• _Listed records_
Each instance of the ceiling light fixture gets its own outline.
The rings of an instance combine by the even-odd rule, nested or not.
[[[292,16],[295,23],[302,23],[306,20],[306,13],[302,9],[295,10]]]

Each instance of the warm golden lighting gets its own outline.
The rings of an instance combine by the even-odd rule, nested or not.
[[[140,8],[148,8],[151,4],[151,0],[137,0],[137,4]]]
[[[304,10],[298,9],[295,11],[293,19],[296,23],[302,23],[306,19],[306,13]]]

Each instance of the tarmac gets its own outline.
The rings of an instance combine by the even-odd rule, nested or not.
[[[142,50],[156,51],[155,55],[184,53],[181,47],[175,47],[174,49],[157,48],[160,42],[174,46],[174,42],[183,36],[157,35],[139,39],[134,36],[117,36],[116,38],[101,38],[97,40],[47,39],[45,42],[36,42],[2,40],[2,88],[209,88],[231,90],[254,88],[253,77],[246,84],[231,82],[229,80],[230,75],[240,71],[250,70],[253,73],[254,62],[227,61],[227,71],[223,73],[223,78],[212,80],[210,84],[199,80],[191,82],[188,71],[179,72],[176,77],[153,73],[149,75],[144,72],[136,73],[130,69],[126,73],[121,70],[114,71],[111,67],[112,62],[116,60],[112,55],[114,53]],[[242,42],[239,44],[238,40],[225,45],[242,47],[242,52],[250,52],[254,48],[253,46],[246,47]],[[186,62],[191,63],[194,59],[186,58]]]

• _Stated goal_
Starting with the line that contains "Each instance of the warm" and going on through the end of the records, write those lines out again, requests included. Multiply every polygon vertex coordinate in the answers by 0.55 and round each result to a whole number, with halves rounded up.

• _The answer_
Each instance of the warm golden lighting gets its own outline.
The rings of an instance combine by the even-odd rule, nested or not.
[[[77,4],[81,4],[83,2],[83,0],[75,0],[75,2]]]
[[[167,6],[164,5],[162,6],[161,10],[163,13],[166,13],[168,10],[168,7]]]

Each instance of the tarmac gets its own outline.
The rings of an instance combine by the even-odd rule, nested or not.
[[[78,28],[86,28],[85,30],[101,29],[100,26],[96,26],[96,27],[86,26],[88,23],[96,25],[96,23],[101,20],[86,19],[76,21],[74,20],[64,20],[64,21],[56,21],[53,22],[26,21],[25,23],[20,23],[1,22],[1,48],[115,48],[127,50],[140,48],[139,42],[135,46],[127,45],[126,44],[127,41],[132,39],[138,39],[139,40],[140,34],[125,34],[125,39],[123,40],[123,43],[117,44],[116,46],[109,44],[105,45],[103,39],[98,40],[97,42],[84,40],[82,41],[79,40],[75,40],[72,38],[69,40],[67,39],[63,39],[61,37],[62,34],[64,33],[62,30],[63,29]],[[133,23],[131,24],[131,22],[124,25],[133,26],[133,29],[138,29],[140,26],[139,25],[135,26]],[[102,34],[105,35],[107,32],[102,32]]]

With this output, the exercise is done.